* REQUIREMENTS
Collect every line of the data below that contains the word "wall", paying attention to case, and copy each one out.

[Data of named objects with points]

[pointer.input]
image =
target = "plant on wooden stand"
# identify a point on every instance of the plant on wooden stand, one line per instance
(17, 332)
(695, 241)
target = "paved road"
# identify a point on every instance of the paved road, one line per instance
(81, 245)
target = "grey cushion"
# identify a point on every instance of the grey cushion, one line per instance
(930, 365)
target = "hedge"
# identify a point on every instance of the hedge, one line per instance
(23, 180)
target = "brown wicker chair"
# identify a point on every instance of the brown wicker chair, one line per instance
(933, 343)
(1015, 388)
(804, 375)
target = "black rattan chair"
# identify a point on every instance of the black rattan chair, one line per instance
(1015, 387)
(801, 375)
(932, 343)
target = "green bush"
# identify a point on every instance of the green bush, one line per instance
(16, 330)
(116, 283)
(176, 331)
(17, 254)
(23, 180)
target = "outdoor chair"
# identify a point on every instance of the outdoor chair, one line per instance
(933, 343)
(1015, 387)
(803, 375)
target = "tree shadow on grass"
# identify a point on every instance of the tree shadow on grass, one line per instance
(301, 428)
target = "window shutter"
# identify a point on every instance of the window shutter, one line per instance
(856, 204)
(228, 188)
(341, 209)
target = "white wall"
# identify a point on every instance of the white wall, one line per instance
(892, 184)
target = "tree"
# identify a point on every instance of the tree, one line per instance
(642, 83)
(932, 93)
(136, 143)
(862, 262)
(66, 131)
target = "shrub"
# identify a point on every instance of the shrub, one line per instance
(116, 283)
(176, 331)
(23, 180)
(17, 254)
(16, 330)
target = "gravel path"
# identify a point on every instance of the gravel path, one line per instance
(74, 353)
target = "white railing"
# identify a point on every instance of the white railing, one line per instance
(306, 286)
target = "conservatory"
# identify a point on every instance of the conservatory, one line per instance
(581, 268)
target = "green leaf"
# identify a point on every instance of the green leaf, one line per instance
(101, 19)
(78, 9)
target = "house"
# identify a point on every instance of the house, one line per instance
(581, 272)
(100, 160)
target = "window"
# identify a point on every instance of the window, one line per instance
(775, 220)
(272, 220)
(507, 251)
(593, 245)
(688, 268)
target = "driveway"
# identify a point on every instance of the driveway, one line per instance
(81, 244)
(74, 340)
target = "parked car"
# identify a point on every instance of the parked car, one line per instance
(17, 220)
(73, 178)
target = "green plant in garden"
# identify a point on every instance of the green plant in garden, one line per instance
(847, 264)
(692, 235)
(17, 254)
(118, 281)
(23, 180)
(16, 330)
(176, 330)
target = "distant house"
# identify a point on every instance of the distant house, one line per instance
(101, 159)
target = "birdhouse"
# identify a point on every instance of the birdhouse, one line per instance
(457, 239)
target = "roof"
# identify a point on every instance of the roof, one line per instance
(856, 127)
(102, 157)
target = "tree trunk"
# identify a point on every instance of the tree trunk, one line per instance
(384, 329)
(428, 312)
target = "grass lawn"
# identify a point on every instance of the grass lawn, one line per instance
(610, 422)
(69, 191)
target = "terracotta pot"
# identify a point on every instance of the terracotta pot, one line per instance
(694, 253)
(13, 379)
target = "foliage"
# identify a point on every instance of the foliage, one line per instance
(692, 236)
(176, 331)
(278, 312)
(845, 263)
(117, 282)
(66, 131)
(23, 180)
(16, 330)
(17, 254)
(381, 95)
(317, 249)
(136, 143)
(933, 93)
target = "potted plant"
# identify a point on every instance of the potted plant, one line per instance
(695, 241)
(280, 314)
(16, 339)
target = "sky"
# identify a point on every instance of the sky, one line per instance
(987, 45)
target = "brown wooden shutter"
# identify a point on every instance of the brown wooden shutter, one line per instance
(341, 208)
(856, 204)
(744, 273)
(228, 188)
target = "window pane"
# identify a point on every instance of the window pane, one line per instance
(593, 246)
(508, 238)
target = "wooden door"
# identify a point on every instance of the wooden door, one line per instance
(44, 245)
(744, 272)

* WRITTEN ANSWER
target = "white wall"
# identify a point on every instance of the white wall, one line per instance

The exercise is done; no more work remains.